Brano di testo:
+ + + +
Cinema

La Marvel e il trono vacante di Wakanda

È nelle sale ticinesi il seguito di «Black Panther» che è stato segnato, nelle primissime fasi di lavorazione, dalla prematura scomparsa del suo protagonista, l’attore Chadwick Boseman la cui figura tuttavia segna indelebilmente la storia, dall’inizio alla fine
Max Borg
11.11.2022 14:30

Aprile 2016: esce Captain America: Civil War, primo film della Fase Tre del Marvel Cinematic Universe, capitolo finale della trilogia dedicata a Steve Rogers, ed esordio cinematografico di T’Challa, alias Black Panther, il sovrano e protettore della fittizia nazione africana di Wakanda. Chadwick Boseman, interprete del personaggio, è tra gli elementi più apprezzati del film e aumenta l’attesa per la sua avventura in solitario. Black Panther esce nel febbraio del 2018, facendosi notare anche per la sua importanza storica (primo blockbuster con cast quasi interamente di estrazione afroamericana) e diventa il primo film di supereroi ad assicurarsi la nomination più importante agli Oscar. È la consacrazione definitiva del talento di Boseman, il cui carisma contribuisce, qualche mese dopo, all’impatto emotivo di Avengers: Infinity War, dove T’Challa è tra i vari eroi che vengono ridotti in polvere dalle azioni di Thanos, prima di tornare in Avengers: Endgame.

Agosto 2020: mentre è in corso la preparazione di Black Panther: Wakanda Forever, allora previsto per maggio 2022 come inauguratore della Fase Cinque, arriva la notizia che coglie tutti di sorpresa. Boseman, al quale era stato diagnosticato un tumore al colon di cui solo parenti e pochi amici erano a conoscenza, è morto all’età di 43 anni, senza neanche aver avuto il tempo di leggere la sceneggiatura («Era troppo stanco», ha riferito il regista Ryan Coogler in un recente articolo della rivista «Variety»). Si decide di non sostituirlo e di reimpostare il film come chiusura della Fase Quattro e omaggio a uno dei volti fondamentali del franchise (tra le altre cose, la consueta sigla dei Marvel Studios contiene solo immagini di Boseman, la seconda volta che la Casa delle Idee fa una cosa simile dopo aver ricordato Stan Lee all’inizio di Captain Marvel nel 2019).
+ + + +
Dati di ancoraggio delle frasi
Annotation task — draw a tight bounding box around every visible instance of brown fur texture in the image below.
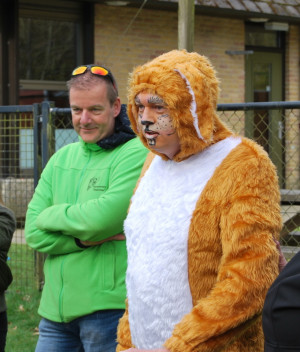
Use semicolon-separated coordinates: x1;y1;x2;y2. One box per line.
117;51;282;352
128;50;231;161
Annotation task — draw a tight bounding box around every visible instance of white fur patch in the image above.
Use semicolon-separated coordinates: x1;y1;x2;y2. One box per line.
174;70;204;141
124;137;241;349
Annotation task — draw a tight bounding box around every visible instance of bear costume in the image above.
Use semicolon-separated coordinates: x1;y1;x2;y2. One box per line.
117;50;282;352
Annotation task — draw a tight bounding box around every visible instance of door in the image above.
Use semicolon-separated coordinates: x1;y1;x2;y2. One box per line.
245;52;283;186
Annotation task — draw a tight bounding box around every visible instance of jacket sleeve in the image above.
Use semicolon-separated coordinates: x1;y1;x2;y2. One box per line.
36;145;148;241
0;205;16;253
25;154;84;254
165;144;281;352
116;300;133;352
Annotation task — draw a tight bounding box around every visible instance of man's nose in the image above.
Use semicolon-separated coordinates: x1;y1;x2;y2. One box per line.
141;107;155;125
80;109;91;124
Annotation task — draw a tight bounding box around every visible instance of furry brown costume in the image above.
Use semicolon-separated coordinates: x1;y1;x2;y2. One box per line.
117;50;281;352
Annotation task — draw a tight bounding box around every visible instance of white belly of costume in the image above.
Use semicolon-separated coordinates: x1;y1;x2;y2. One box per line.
124;137;241;349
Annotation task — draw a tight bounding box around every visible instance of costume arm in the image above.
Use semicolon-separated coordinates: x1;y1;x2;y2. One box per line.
36;145;147;241
116;300;132;352
25;155;84;254
165;146;281;352
0;205;16;252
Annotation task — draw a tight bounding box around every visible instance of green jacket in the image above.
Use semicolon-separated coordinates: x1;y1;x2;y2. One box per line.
0;205;16;312
25;138;147;322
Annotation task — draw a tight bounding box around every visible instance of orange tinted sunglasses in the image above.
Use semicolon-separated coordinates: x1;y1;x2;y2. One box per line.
72;65;118;93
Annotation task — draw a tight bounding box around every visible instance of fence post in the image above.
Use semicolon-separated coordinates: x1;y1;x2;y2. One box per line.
34;101;55;291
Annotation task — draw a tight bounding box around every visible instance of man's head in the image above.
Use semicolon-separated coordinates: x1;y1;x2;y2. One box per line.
67;65;121;143
128;50;230;161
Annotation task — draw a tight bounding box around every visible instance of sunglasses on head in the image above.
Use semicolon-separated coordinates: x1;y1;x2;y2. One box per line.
72;65;118;93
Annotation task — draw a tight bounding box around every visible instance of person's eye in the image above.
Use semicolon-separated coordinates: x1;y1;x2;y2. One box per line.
137;105;145;112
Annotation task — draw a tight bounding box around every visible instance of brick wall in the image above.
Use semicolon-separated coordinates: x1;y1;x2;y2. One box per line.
285;26;300;189
95;4;245;103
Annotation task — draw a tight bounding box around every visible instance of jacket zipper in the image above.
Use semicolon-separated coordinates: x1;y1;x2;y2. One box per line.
58;150;91;321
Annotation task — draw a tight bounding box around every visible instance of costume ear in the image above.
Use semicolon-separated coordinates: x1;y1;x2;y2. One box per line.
175;62;218;142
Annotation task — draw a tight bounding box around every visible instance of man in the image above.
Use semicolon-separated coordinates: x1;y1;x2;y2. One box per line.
262;252;300;352
25;65;147;352
117;50;281;352
0;202;16;352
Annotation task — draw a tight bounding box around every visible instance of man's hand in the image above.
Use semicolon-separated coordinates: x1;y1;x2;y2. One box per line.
80;233;126;246
274;238;287;272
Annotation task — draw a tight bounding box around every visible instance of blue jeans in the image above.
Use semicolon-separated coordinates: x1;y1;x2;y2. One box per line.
35;309;124;352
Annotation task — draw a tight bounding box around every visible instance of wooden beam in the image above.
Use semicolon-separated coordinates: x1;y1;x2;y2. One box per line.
178;0;195;52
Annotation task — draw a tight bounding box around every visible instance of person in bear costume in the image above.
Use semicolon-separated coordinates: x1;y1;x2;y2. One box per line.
117;50;282;352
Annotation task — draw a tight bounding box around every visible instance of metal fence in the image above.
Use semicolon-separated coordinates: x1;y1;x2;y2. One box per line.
0;102;300;291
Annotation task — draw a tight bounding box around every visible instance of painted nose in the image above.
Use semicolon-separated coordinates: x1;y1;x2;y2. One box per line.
141;120;154;126
80;110;91;124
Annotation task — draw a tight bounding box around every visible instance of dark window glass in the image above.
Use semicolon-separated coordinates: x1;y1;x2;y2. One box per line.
19;18;78;81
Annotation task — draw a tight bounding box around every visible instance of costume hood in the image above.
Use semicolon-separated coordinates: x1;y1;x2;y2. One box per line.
128;50;232;161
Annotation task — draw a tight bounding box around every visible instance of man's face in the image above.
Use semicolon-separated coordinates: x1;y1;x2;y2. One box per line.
69;80;121;143
135;92;180;159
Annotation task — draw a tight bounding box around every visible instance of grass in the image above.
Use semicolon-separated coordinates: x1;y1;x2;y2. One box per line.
6;243;41;352
6;290;40;352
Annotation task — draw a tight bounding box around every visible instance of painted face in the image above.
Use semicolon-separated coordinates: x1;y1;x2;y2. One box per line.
69;81;121;143
135;92;180;159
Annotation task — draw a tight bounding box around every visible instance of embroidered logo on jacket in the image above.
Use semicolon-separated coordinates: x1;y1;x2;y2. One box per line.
87;177;107;192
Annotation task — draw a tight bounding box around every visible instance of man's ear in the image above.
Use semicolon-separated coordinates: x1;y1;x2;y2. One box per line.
113;97;121;117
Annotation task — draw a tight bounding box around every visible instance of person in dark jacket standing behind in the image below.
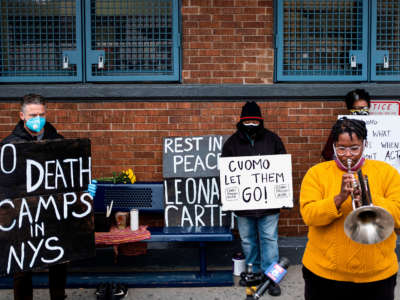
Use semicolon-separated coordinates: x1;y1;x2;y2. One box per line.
221;101;286;296
1;94;67;300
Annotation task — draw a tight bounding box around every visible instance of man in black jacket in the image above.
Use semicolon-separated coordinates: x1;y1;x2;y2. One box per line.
1;94;67;300
222;101;286;296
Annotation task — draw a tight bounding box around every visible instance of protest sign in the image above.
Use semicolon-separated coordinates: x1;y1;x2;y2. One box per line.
369;100;400;116
219;154;293;211
339;115;400;172
163;135;227;178
164;177;233;228
163;135;233;228
0;139;94;275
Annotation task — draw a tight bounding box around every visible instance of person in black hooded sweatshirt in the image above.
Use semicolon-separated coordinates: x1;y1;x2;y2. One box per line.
1;94;67;300
221;101;286;296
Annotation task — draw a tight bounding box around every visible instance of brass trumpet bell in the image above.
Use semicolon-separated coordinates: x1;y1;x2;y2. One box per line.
344;205;394;244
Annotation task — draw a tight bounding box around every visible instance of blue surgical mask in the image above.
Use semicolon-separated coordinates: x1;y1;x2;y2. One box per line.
26;116;46;132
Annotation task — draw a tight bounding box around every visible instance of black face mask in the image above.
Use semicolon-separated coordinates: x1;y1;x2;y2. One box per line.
239;123;262;136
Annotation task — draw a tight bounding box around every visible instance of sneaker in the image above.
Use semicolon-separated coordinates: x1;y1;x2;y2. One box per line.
95;283;110;300
110;283;128;300
268;282;281;296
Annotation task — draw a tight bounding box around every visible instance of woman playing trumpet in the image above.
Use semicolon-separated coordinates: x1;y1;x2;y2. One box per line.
300;118;400;300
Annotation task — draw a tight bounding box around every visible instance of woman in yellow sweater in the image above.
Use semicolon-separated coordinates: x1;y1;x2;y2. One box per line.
300;118;400;300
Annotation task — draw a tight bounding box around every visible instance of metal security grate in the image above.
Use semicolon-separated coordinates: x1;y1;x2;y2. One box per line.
372;0;400;80
87;0;179;81
104;188;152;210
277;0;368;80
0;0;81;81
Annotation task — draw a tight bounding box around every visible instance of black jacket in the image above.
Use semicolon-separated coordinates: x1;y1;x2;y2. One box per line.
1;120;64;144
221;124;286;217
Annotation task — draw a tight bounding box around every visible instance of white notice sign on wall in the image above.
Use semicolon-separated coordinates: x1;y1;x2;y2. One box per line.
219;154;293;211
339;115;400;172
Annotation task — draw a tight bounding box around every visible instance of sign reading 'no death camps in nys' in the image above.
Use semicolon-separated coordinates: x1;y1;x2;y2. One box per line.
163;135;234;227
219;154;293;211
0;139;95;275
339;115;400;172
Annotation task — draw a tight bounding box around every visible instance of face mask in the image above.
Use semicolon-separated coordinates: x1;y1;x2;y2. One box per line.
243;123;260;127
350;107;369;116
26;116;46;132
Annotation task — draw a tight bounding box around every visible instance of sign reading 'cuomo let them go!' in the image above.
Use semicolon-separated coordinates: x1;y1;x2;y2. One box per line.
219;154;293;211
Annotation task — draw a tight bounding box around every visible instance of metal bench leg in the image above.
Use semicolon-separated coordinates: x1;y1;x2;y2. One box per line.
199;242;207;277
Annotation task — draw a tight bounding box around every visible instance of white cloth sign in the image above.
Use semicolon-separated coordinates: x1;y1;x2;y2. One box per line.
219;154;293;211
339;115;400;172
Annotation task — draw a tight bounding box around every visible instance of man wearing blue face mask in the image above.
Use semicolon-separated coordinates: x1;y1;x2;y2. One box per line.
2;94;63;144
221;101;286;296
1;94;67;300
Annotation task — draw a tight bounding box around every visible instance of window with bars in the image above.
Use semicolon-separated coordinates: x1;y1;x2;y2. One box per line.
276;0;400;81
0;0;180;82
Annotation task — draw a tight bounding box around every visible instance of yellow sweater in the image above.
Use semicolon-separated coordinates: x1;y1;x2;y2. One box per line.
300;160;400;282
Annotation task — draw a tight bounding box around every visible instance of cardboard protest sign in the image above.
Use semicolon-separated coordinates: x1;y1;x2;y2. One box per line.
339;115;400;172
219;154;293;211
369;100;400;116
0;139;95;275
163;135;227;178
163;135;233;227
164;177;234;228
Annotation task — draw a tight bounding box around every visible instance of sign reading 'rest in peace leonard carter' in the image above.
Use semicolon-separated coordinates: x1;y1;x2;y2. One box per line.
339;115;400;172
0;139;95;275
219;154;293;211
163;135;234;228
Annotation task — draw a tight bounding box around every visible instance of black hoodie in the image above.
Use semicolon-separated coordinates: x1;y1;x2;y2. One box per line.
1;120;64;144
221;122;286;217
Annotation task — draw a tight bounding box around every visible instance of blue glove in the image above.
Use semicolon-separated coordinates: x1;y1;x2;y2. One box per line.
87;179;97;198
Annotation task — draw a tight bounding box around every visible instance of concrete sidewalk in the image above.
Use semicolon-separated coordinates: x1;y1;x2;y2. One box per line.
0;265;318;300
0;265;400;300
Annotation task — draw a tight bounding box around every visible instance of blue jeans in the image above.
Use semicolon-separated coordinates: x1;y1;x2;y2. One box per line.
237;213;279;272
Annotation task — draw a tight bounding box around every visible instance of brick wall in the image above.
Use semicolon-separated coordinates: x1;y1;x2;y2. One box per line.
182;0;274;84
0;101;344;235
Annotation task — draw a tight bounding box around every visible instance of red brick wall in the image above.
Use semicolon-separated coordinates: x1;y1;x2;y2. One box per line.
0;101;344;235
182;0;274;84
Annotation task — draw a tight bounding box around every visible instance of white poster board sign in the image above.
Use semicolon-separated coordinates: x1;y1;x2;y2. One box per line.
339;115;400;171
369;100;400;116
219;154;293;211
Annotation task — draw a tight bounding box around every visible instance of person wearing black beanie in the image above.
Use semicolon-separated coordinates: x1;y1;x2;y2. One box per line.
221;101;286;296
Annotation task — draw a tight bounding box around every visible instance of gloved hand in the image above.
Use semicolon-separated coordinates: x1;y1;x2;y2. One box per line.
87;179;97;198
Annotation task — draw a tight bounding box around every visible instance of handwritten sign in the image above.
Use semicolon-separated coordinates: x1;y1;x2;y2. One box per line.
369;100;400;116
219;154;293;211
163;135;228;178
163;135;234;228
0;139;95;275
339;115;400;172
164;177;234;228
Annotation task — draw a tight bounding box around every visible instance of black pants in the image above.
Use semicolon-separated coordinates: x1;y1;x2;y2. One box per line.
14;264;67;300
303;266;397;300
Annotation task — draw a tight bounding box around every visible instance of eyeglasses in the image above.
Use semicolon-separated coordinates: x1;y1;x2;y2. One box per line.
335;145;362;156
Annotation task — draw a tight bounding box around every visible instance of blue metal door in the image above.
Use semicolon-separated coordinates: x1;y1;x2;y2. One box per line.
0;0;83;82
276;0;368;81
371;0;400;81
85;0;180;82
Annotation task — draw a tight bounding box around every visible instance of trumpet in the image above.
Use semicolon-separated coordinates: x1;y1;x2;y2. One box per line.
344;159;394;244
347;158;360;209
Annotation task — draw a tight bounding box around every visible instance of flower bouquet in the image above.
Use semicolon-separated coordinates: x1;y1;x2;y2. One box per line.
97;169;136;184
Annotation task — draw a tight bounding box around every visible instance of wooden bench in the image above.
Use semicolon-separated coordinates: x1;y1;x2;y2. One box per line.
86;182;233;286
0;182;233;289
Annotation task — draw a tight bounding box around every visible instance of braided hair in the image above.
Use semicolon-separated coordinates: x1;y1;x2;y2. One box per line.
332;117;367;143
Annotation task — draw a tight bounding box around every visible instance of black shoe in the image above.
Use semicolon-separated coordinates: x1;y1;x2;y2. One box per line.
95;283;110;300
268;282;281;296
110;283;128;300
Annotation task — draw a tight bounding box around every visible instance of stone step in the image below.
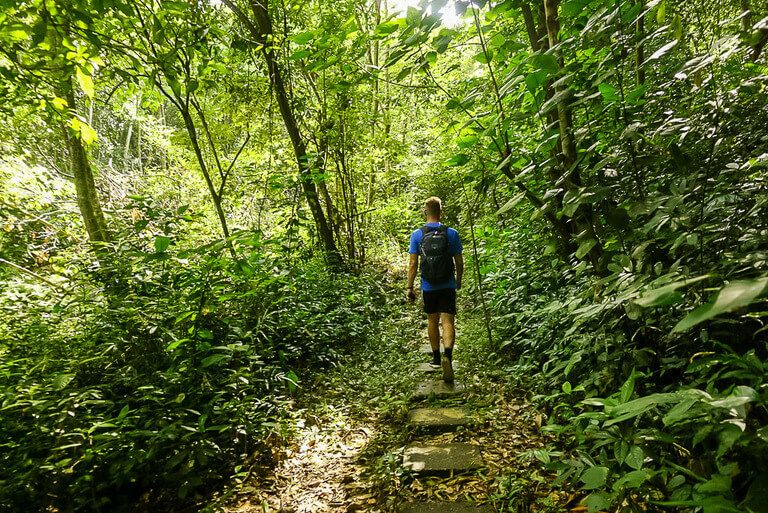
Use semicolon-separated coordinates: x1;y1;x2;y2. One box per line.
413;380;464;399
416;362;460;372
397;502;496;513
408;408;469;432
403;443;483;475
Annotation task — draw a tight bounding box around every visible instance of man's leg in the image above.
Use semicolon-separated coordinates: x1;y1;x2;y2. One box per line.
440;313;456;360
427;312;440;365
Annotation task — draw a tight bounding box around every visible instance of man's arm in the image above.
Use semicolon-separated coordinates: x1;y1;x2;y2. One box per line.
406;253;419;301
453;253;464;289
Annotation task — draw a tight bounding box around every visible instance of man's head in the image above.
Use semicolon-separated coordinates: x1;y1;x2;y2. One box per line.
424;196;443;220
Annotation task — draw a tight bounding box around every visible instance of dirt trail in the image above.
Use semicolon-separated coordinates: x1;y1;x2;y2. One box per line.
219;318;568;513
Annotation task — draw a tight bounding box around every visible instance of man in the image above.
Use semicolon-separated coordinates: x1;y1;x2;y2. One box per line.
407;196;464;383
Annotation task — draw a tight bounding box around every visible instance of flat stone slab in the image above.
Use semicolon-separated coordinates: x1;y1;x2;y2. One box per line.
408;408;469;431
403;443;483;474
416;362;460;372
397;502;496;513
413;380;464;399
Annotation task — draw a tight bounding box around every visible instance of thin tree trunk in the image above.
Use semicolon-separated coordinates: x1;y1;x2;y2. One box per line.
62;82;111;242
635;0;645;86
177;103;237;259
544;0;576;172
223;0;343;270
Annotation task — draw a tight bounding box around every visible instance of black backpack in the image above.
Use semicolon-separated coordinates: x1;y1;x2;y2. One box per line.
419;225;453;284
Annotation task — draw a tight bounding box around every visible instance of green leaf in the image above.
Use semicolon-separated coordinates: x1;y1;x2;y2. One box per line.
155;235;171;253
646;39;680;62
290;30;315;45
290;49;312;61
672;276;768;333
597;83;620;103
456;135;478;148
117;404;131;422
624;445;645;470
613;470;652;492
75;66;94;98
496;192;525;215
633;274;710;308
200;354;229;367
581;467;608;490
584;492;613;513
445;153;469;167
472;50;493;64
69;116;98;146
373;20;400;39
51;96;67;112
53;374;75;390
533;53;560;75
576;239;597;260
603;393;680;427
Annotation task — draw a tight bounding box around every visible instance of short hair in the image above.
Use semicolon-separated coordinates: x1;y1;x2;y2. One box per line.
424;196;443;217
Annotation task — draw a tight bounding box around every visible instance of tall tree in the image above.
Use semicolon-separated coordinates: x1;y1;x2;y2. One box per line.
223;0;343;269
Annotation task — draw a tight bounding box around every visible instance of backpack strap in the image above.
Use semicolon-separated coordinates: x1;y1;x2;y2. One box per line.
420;224;448;235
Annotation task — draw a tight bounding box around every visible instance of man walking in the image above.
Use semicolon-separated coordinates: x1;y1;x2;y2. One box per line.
408;196;464;383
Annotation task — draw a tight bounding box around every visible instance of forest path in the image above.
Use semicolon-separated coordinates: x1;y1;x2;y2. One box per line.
219;319;568;513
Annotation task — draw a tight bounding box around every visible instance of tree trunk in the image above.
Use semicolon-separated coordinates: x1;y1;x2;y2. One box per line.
178;103;237;259
544;0;576;173
62;78;111;242
223;0;343;270
635;0;645;86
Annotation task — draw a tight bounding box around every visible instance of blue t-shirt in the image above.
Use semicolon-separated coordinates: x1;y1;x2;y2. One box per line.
408;223;462;292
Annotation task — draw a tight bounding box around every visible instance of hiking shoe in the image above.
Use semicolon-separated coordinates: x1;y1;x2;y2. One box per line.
440;355;453;383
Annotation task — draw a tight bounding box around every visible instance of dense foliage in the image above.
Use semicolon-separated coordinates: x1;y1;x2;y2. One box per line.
0;0;768;513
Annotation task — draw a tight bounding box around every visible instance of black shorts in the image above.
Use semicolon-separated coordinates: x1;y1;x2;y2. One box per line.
421;289;456;315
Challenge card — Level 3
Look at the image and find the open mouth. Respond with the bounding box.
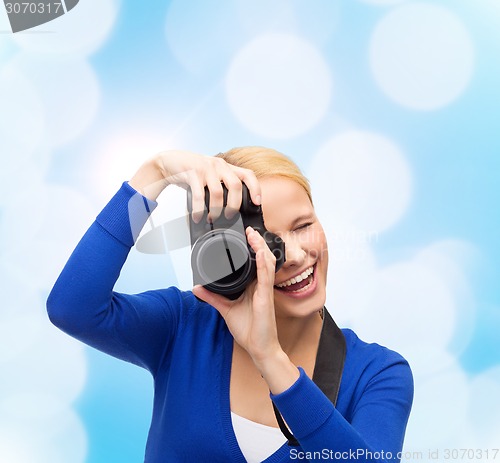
[274,264,316,293]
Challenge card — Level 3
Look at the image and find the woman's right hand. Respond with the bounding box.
[129,150,261,222]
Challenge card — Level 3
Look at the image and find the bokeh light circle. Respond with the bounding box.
[369,3,474,110]
[226,34,332,139]
[12,53,100,146]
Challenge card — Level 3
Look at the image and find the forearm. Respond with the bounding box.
[47,184,154,334]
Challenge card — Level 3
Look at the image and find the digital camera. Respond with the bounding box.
[187,183,285,300]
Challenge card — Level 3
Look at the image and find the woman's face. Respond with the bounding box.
[260,177,328,317]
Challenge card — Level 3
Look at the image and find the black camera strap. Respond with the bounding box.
[273,307,347,447]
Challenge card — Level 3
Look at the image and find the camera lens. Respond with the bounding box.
[191,229,255,295]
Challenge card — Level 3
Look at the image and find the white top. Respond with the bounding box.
[231,412,286,463]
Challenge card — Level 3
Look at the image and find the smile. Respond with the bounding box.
[274,264,317,299]
[276,266,314,288]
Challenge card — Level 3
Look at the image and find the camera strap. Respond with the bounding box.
[273,307,347,447]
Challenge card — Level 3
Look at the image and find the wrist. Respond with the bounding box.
[128,156,168,201]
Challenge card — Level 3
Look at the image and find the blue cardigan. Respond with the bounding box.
[47,182,413,463]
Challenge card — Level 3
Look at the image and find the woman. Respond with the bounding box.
[47,147,413,463]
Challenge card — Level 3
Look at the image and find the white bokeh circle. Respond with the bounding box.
[308,131,412,235]
[165,0,239,73]
[165,0,340,73]
[0,393,88,463]
[0,320,87,404]
[0,185,97,290]
[226,34,332,139]
[405,359,469,450]
[0,64,46,206]
[468,365,500,445]
[350,261,456,352]
[415,238,480,355]
[233,0,341,44]
[93,131,182,202]
[0,264,46,364]
[12,53,100,146]
[369,3,474,110]
[14,0,120,58]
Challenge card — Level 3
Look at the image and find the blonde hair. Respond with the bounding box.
[216,146,312,204]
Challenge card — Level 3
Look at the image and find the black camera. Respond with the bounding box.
[187,183,285,299]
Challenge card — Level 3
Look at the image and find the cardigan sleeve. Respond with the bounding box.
[47,182,182,372]
[271,350,413,463]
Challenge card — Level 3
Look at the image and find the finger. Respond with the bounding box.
[188,175,205,223]
[222,172,243,219]
[231,166,262,206]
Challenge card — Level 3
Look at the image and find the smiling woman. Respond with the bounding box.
[47,147,413,463]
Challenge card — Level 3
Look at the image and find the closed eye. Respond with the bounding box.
[293,222,312,231]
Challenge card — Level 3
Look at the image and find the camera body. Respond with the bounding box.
[187,183,285,299]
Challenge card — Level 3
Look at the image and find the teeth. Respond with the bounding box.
[276,267,313,288]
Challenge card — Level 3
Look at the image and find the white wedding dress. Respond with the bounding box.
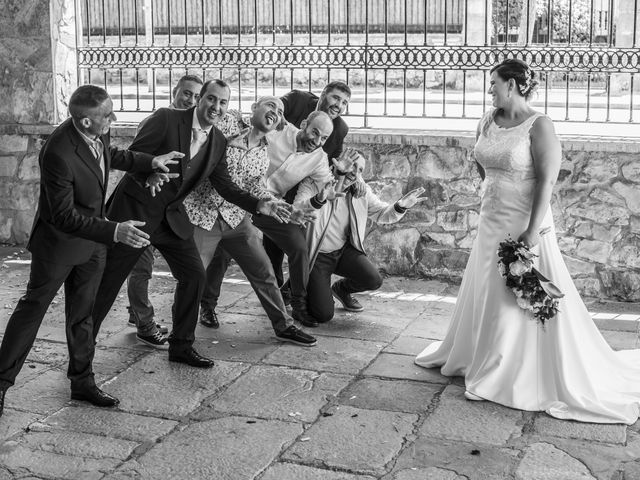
[415,112,640,424]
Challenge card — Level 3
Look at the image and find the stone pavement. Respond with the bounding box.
[0,247,640,480]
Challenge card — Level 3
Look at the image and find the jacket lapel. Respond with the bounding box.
[69,120,108,189]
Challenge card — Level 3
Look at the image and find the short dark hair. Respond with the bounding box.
[489,58,538,99]
[200,78,231,97]
[69,85,109,120]
[322,80,351,97]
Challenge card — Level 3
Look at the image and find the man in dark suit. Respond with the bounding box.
[263,81,351,304]
[0,85,179,415]
[93,80,290,368]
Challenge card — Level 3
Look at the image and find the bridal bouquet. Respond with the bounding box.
[498,238,564,326]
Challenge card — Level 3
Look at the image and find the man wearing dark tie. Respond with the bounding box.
[93,80,290,368]
[0,85,179,415]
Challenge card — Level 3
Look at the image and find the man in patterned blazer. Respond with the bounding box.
[94,80,290,368]
[184,97,316,347]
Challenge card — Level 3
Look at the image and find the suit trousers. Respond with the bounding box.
[127,247,157,335]
[0,248,107,389]
[93,220,205,352]
[308,243,382,322]
[253,215,309,309]
[193,215,293,333]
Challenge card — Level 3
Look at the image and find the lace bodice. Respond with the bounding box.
[474,109,542,181]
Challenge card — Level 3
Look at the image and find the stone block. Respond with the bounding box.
+ + + +
Cosa fare:
Nell'articolo su «Black Panther: Wakanda Forever», a quale età è morto Chadwick Boseman?

La tua soluzione:
Chadwick Boseman è morto all'età di 43 anni.